PROBLEM SET:
1 > From the article on chronic wasting disease in Missouri deer, what are the answers to these questions?
(a) What is the total number of CWD cases in Missouri after the new findings?
(b) Which county had the most new cases, and how many?
(c) In which county was the disease first detected in Missouri?
2 > Can you reproduce the article on chronic wasting disease in Missouri deer word for word, starting at "It can take" and ending at "changes in behavior."?

EXCERPT PROVIDED:
The Missouri Department of Conservation reported 46 new cases of chronic wasting disease (CWD) in the deer population on Wednesday during their monitoring and testing efforts in the 2019-20 surveillance year.
The new findings bring the total cases of CWD in Missouri to 162. The Missouri Department of Conservation confirmed 25 of the 46 new cases from nearly 29,000 tissue samples from white-tailed deer, which were mostly collected from hunter-harvested deer.
Missouri Conservation Department Northeast Regional chronic wasting disease coordinator Chad Smith said the monitoring program is done through hunters getting their harvested deer tested and a culling approach once deer season is over.
“The bulk of (the samples) come from the first two days of firearm season in those counties where we have mandatory sampling,” Smith said. “What makes those counties mandatory is they either had positive tests in the past or they are within close proximity within an area that's had positives in the past.”
It can take months or years for symptoms of CWD to show in deer and it is a fatal disease. Symptoms include excessive salivation, drooping head or ears, tremors, emaciation and changes in behavior.
The 46 new cases were found in the following counties; three in Adair, six in Franklin, one in Jefferson, eight in Linn, eight in Macon, two in Oregon, two in Perry, one in Polk, 10 in Ste. Genevieve, two in Stone and three in Taney.
“Most hunters are very familiar with the disease because Northeast Missouri is where we first detected chronic wasting syndrome in the state of Missouri,” Smith said. “That was in Macon County, and it's something we've been dealing with in Macon County for over 10 years now.”

GIVEN INFORMATION:
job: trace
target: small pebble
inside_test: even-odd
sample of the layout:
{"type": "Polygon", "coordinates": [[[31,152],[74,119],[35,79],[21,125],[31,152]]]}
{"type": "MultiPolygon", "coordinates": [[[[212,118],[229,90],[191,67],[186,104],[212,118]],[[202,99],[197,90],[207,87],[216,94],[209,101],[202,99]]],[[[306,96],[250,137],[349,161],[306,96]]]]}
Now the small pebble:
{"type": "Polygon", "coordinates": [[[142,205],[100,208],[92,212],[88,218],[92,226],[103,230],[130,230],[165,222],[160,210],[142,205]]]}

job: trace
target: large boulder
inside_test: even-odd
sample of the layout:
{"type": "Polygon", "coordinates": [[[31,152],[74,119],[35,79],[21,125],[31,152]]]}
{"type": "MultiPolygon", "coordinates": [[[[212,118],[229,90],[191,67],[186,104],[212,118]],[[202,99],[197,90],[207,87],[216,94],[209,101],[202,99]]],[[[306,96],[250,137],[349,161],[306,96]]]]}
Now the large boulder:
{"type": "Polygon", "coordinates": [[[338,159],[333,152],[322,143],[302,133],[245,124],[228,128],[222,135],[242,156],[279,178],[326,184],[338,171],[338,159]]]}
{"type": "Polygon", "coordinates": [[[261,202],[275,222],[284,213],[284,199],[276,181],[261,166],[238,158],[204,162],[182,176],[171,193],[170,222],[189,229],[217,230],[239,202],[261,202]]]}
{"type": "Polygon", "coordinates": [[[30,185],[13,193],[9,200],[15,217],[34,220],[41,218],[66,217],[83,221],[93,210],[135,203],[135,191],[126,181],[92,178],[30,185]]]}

YOUR WRITTEN ANSWERS:
1 >
(a) 162
(b) Ste. Genevieve, with 10
(c) Macon County

2 >
It can take months or years for symptoms of CWD to show in deer and it is a fatal disease. Symptoms include excessive salivation, drooping head or ears, tremors, emaciation and changes in behavior.